Note   Oracle8 recognizes altering data blocks already allocated for the cluster on an as
       needed basis, not immediately!

       When you alter the INITRANS or MAXTRANS transaction entry parameters of a
       cluster, the new setting for INITRANS applies only to the data blocks subsequently
       allocated for a cluster. Alternately, a new MAXTRANS value applies to all presently
       and subsequently allocated blocks for a cluster.

       The storage parameters INITIAL and MINEXTENTS cannot be altered. All new
       settings for the other storage parameters only affect extents subsequently allocated
       for the cluster.

       For example, the following SQL statement alters the PCTFREE and PCTUSED
       parameters for the student_dept cluster:

         ALTER CLUSTER student_dept
         PCTFREE 25
         PCTUSED 65;


       Altering clustered Tables
       One of the following conditions must exist to alter a clustered Table: you must have
       the ALTER ANY TABLE system privilege or the clustered Table must exist in your
       Schema.

       Use the ALTER TABLE command to alter clustered Tables.

++++

> _Your task_
According to the text on altering clusters, which two storage parameters cannot be altered?

++++

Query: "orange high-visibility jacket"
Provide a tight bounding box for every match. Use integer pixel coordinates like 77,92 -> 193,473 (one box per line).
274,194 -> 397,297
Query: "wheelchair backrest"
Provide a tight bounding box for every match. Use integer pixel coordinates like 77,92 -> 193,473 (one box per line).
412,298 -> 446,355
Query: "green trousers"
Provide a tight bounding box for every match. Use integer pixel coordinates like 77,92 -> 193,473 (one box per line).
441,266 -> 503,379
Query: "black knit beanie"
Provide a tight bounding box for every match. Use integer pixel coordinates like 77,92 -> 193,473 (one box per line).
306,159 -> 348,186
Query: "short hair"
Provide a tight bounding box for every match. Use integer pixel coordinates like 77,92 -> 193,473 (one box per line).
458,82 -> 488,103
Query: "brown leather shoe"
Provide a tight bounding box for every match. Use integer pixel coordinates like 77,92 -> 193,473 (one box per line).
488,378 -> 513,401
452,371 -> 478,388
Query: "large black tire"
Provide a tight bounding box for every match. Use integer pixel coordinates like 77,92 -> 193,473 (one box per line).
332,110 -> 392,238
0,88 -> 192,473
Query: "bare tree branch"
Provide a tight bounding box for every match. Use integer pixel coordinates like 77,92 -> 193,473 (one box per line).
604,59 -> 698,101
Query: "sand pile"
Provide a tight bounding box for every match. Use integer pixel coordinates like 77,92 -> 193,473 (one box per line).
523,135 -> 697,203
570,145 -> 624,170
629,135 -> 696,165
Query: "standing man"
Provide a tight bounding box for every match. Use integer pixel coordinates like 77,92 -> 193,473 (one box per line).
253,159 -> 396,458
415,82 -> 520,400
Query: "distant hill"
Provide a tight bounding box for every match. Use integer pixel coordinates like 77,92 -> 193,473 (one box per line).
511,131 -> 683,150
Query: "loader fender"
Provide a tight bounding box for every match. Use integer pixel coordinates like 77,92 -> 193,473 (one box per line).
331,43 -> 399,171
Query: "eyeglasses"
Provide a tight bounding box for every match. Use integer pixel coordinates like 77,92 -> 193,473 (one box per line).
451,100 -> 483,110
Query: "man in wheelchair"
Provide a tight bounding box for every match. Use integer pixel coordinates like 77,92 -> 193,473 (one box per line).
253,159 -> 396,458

++++

> _Response for this exercise_
INITIAL and MINEXTENTS.